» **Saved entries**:
□ □ □ □ □

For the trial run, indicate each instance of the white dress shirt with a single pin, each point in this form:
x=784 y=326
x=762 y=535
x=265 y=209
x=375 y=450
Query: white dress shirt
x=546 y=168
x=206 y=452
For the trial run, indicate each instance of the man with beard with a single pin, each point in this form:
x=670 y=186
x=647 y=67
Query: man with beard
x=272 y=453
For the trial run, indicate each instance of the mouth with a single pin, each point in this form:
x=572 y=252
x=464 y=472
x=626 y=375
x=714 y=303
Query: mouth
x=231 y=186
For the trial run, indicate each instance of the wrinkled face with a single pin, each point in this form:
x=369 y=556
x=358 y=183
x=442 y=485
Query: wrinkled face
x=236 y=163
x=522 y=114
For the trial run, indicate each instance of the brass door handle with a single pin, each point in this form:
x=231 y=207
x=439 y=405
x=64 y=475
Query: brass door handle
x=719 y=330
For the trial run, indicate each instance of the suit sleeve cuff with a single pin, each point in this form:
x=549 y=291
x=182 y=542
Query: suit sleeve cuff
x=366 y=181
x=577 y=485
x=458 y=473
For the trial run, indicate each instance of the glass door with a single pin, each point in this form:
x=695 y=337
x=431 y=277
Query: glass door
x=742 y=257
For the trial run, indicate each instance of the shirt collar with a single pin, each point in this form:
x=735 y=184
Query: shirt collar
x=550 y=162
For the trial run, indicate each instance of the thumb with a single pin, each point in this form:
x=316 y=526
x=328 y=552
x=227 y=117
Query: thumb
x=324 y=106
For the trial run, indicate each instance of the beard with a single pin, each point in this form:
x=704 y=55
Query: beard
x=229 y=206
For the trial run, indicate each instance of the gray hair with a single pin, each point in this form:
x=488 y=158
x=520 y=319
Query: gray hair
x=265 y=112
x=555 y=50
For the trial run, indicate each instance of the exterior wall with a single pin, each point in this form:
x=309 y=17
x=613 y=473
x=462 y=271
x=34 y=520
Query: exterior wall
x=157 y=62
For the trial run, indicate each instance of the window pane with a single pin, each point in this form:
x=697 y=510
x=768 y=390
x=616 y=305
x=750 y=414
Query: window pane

□ □ □ □ □

» **Goal of the exercise**: Each record should be given again exactly as it reads.

» **Response box**:
For the trial run, indicate each instance of the white dress shirt with a single pin, each point in this form:
x=784 y=326
x=762 y=535
x=265 y=209
x=375 y=450
Query: white dress shirt
x=546 y=168
x=206 y=452
For the trial run, indicate each instance of the man with beard with a single pin, each point in this form:
x=670 y=186
x=647 y=67
Query: man with beard
x=272 y=453
For the trial run, indicate each instance of the mouth with a single pin, each point in this form:
x=572 y=252
x=464 y=472
x=626 y=375
x=714 y=303
Query: mouth
x=231 y=186
For the trial run, indicate each instance of the wrinkled face with a single pin, each point in this form:
x=369 y=556
x=358 y=183
x=442 y=485
Query: wrinkled face
x=236 y=163
x=522 y=114
For the trial run, indicate each instance of the brass door handle with a single pin, each point in this form:
x=231 y=207
x=439 y=405
x=64 y=475
Query: brass door handle
x=719 y=330
For the trial run, indicate each instance of the suit sleeve cuff with a single pin, each point in this form:
x=549 y=291
x=182 y=542
Query: suit sleeve cuff
x=366 y=181
x=577 y=485
x=458 y=473
For the trial run, indicate each instance of the glass door with a single pin, each point in this form:
x=695 y=337
x=431 y=277
Query: glass door
x=742 y=257
For the trial run, indicate each instance of the shirt collar with a single pin, each point in this form:
x=735 y=184
Query: shirt collar
x=550 y=162
For the trial run, indicate each instance of the thumb with a single pin, each point in this form:
x=316 y=526
x=328 y=552
x=227 y=117
Query: thumb
x=324 y=106
For the trial run, indicate each instance of the beard with a single pin, each point in this form:
x=704 y=55
Query: beard
x=229 y=206
For the trial run, indicate each instance of the gray hair with a single pin, each point in this form:
x=488 y=158
x=520 y=319
Query: gray hair
x=265 y=112
x=555 y=50
For the trial run, indicate each instance of the exterior wall with a single pin, each point in this form:
x=309 y=17
x=613 y=473
x=462 y=271
x=34 y=520
Query: exterior wall
x=157 y=62
For the trial run, indicate each instance of the window pane with a single pin, each point in this form:
x=697 y=510
x=768 y=390
x=616 y=305
x=750 y=414
Query: window pane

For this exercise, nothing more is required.